◆ Extrait à lire ◆

Une personne transexuelle dans les rues de Montevideo, en Uruguay, le 19 octobre. / Matilde Campodonico / AP

C’est une première en Argentine : deux personnes qui ne se définissent ni comme homme ni comme femme ont obtenu à travers une simple démarche administrative, jeudi 1er novembre, que leur carte d’identité ne fasse aucune mention à l’un ou l’autre genre.

La décision a été prise par les services d’état civil de la ville de Mendoza (1 000 kilomètres à l’ouest de Buenos Aires), en vertu de la loi d’identité de genre votée en Argentine en 2012, après une requête de deux personnes. Dorénavant, un simple trait suivra la mention « sexe » sur leur extrait de naissance et leur carte d’identité. La résolution devrait faire jurisprudence.

« Je ne voulais pas choisir entre être homme ou femme pour avoir à entrer dans une structure, a expliqué au quotidien Clarin l’une des deux personnes, dont les papiers signalent désormais qu’il/elle s’appelle Geronimo Carolina Gonzalez Devesa. Je me sens plus homme, mais je suis féministe. Et l’image du mâle patriarcal ne me plaît pas. L’image d’un homme peut parfois être violente. Et je ne me sens pas non plus à l’aise en tant que femme. »

La loi d’identité de genre de 2012 reconnaît le droit à toute personne de se définir selon le genre qu’elle choisit, indépendamment du sexe qui lui a été « assigné » à la naissance. Il devient donc possible de faire modifier, sur simple déclaration à l’état civil, son prénom, son sexe, la photo de sa carte d’identité ainsi que son extrait de naissance. Le tout sans avoir à fournir d’explication, encore moins à passer devant un juge ou un psychiatre, et non plus sous le bistouri d’un chirurgien. A l’époque, cette démarche, qui avait bouleversé la communauté trans, n’avait provoqué curieusement aucune grande polémique de la part de l’Eglise, dans un pays où 75 % de la population se définit comme catholique.

◆ Matériel d'étude ◆
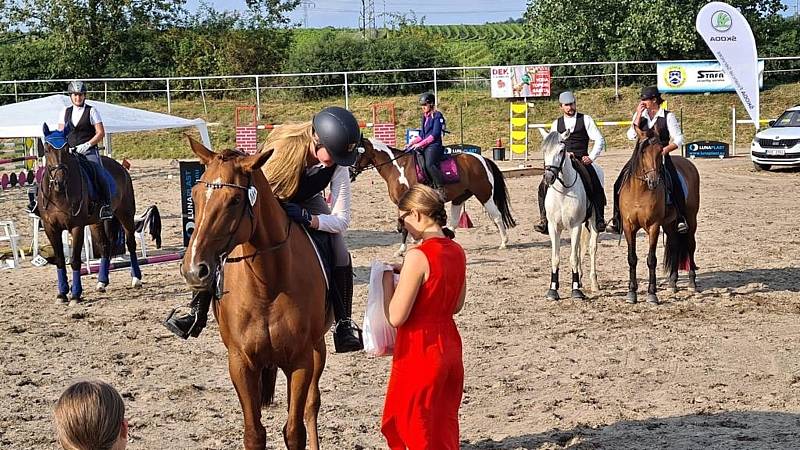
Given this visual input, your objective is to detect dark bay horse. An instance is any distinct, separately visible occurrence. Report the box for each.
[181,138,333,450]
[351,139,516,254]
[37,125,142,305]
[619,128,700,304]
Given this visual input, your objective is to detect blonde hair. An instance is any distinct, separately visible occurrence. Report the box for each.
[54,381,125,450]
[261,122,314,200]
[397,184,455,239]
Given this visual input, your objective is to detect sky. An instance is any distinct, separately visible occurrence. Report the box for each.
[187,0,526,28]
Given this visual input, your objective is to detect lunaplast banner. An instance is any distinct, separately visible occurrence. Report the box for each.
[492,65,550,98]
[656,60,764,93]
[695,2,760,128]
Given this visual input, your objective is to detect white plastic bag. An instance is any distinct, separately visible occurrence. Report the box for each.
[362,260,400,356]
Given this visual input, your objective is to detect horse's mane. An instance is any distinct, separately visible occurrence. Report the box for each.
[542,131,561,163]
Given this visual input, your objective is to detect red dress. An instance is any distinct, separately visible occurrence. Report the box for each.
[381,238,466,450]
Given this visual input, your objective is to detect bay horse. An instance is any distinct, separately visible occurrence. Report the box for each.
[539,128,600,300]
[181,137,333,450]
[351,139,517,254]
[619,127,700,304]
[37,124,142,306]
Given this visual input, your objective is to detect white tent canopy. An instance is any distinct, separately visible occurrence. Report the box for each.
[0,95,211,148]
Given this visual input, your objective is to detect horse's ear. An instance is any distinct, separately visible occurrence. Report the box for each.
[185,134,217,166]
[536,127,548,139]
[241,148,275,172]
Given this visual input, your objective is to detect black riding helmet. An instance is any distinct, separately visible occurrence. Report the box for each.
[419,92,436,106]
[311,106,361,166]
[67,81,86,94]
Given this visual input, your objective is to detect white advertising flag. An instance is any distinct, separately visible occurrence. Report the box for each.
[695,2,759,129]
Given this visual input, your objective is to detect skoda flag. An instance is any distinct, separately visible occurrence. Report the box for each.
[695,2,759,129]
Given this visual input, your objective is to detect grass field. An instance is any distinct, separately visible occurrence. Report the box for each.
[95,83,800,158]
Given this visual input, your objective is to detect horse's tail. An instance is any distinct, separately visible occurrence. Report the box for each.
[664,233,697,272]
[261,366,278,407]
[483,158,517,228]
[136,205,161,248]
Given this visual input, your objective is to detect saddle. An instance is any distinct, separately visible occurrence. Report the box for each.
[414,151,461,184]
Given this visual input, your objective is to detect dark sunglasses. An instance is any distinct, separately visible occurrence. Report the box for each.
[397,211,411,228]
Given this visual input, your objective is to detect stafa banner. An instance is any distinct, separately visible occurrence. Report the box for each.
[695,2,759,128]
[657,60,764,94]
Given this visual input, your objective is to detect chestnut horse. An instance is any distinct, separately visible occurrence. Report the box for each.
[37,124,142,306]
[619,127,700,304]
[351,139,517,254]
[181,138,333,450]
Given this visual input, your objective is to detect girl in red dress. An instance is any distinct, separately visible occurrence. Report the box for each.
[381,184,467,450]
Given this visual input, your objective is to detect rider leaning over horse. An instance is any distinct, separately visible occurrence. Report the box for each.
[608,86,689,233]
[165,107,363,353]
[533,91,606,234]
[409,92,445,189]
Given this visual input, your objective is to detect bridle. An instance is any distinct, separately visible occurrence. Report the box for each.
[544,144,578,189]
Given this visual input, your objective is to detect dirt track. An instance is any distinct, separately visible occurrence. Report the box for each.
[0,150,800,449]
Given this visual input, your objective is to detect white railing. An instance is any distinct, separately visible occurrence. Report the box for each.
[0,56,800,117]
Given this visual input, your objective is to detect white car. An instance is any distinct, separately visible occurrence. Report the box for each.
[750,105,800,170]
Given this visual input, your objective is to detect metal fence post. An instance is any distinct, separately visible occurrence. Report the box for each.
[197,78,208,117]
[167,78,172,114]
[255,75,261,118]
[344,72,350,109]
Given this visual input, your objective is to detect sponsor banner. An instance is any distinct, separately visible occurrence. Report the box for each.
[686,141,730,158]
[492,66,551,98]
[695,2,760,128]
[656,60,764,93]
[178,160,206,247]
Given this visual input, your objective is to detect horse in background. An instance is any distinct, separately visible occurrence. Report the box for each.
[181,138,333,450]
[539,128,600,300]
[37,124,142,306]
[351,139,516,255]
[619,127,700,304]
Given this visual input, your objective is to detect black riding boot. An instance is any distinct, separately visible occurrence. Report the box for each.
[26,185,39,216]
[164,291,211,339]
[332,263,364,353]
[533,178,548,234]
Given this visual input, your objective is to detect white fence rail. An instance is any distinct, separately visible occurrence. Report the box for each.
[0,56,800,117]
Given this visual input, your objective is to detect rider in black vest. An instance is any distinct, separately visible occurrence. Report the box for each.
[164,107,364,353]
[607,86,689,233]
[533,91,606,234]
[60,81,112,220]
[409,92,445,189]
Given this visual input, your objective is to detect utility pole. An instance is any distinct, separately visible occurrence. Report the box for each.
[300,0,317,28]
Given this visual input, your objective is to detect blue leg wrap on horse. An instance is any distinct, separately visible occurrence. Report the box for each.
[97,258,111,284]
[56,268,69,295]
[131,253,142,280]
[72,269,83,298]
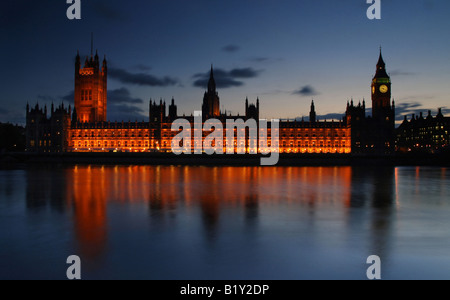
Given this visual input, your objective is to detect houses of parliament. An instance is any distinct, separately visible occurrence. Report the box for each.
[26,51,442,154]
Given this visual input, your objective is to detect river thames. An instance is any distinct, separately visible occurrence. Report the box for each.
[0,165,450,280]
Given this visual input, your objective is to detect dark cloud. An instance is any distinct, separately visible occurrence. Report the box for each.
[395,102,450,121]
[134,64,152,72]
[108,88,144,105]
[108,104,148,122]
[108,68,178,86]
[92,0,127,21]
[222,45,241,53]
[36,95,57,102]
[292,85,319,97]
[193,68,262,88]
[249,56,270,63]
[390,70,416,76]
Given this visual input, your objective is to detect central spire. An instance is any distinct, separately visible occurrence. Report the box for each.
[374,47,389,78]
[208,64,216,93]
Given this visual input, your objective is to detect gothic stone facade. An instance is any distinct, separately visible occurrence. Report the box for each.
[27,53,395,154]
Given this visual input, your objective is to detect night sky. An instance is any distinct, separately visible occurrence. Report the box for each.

◆ Consignes ◆
1) Répondez brièvement à ces questions sur l'article.
(a) Quelle ville a pris la décision ?
(b) Qu'est-ce qui suivra désormais la mention « sexe » sur les papiers des deux personnes ?
(c) Quelle part de la population du pays se définit comme catholique ?
2) Recopiez le passage de l'article qui commence par « C’est une première » et se poursuit jusqu'à « ou l’autre genre. ».
Vous n'aurez pas besoin des lignes pour répondre.

◆ Corrigés ◆
1)
(a) La ville de Mendoza.
(b) Un simple trait.
(c) 75 %.

2)
C’est une première en Argentine : deux personnes qui ne se définissent ni comme homme ni comme femme ont obtenu à travers une simple démarche administrative, jeudi 1er novembre, que leur carte d’identité ne fasse aucune mention à l’un ou l’autre genre.